#### Set exercise 1
In the news report on the capture of Qara, which rebel group announced its withdrawal from the village?
#### Set exercise 2
Pick up the news report on the Syrian army's capture of Qara after its last sentence and continue it for a few more sentences.

--- start Page text ---

Syria troops have captured the village of Qara in the mountainous Qalamoun region along a key supply route between Damascus and Homs.

The capture of the strategic area on Tuesday comes days after pro-Assad forces launched an offensive against the town near the Lebanese border.

"After three days of fighting, the Syrian army has taken full control of Qara," a Syrian military source told AFP news agency, adding that a "large number" of rebel fighters were killed.

State media SANA also quoted a military source as saying that the army "eliminated terrorists" last gatherings and destroyed their weapons".

There was no immediate comment from rebels, who use the region around Qara to cross over from Lebanon. But regional news channel Al Mayadeen broadcast images of a reporter walking with Syrian soldiers through Qara's empty streets.

The Syrian Observatory for Human Rights, a Britain-based monitoring group, said that the al-Nusra Front, a rebel group, had announced its withdrawal from Qara and "promised to be back soon".

--- end Page text ---
--- start Information shown ---

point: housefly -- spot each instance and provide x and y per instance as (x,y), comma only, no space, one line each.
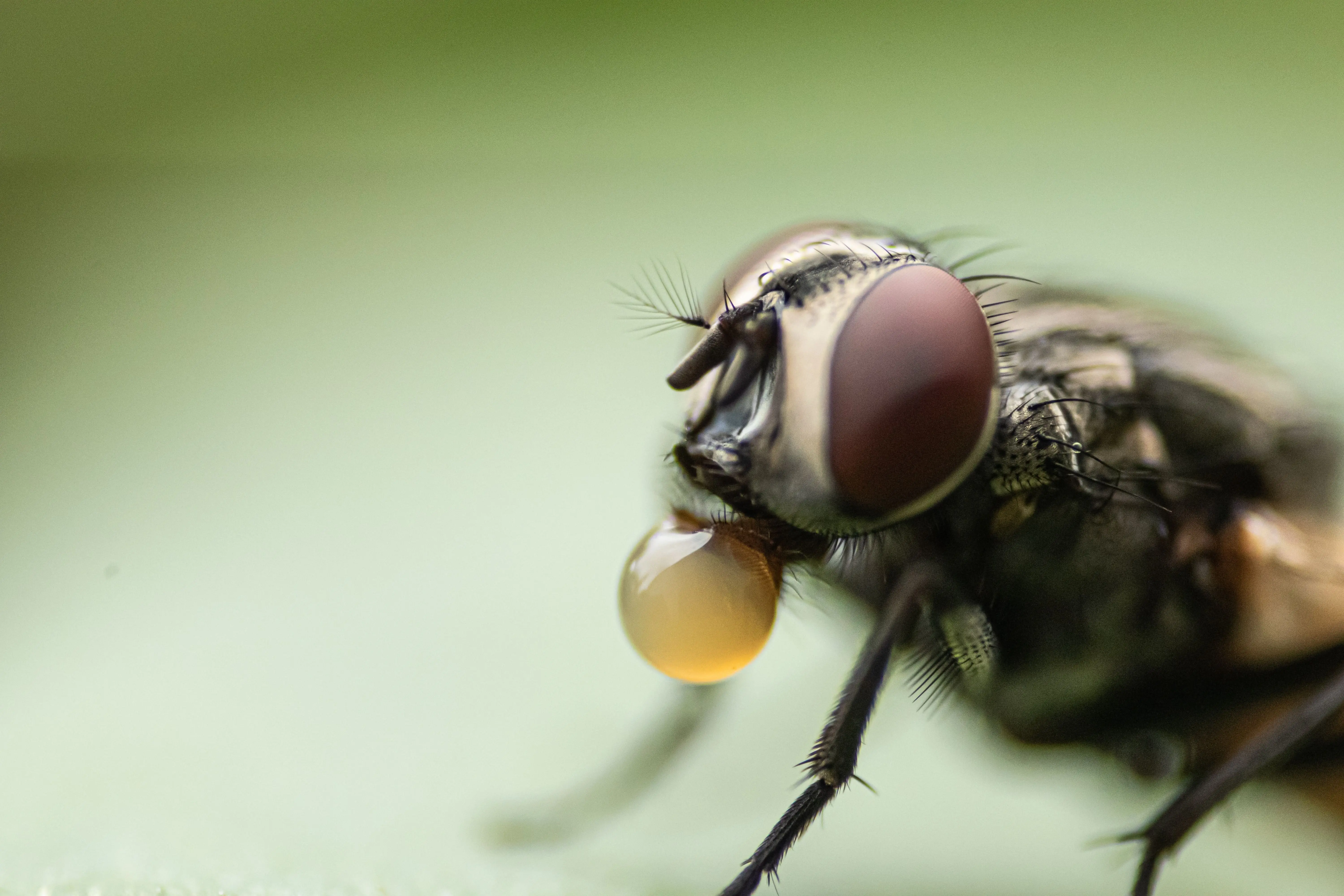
(1088,519)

--- end Information shown ---

#### Expected answer 1
The al-Nusra Front.

#### Expected answer 2
The fighting in Qara, which is about 100km north of the capital, forced at least 1,700 families across the border into Lebanon, which is already hosting more than 800,000 Syrian refugees and has suffered from rising unrest linked to the Syrian conflict next door.

The UN refugee agency UNHCR estimates at least 6,000 people have fled to the Lebanese town of Arsal, near the border, since last Friday.

"Refugees have told us that they spent days living in underground shelters before deciding to flee," said Adrian Edwards, a spokesman for the UN refugee agency.

The Syrian civil war has claimed an estimated 120,000 lives and generated the biggest refugee crisis in two decades, raising fears that the conflict could spill over into volatile neighbouring states like Lebanon and Iraq.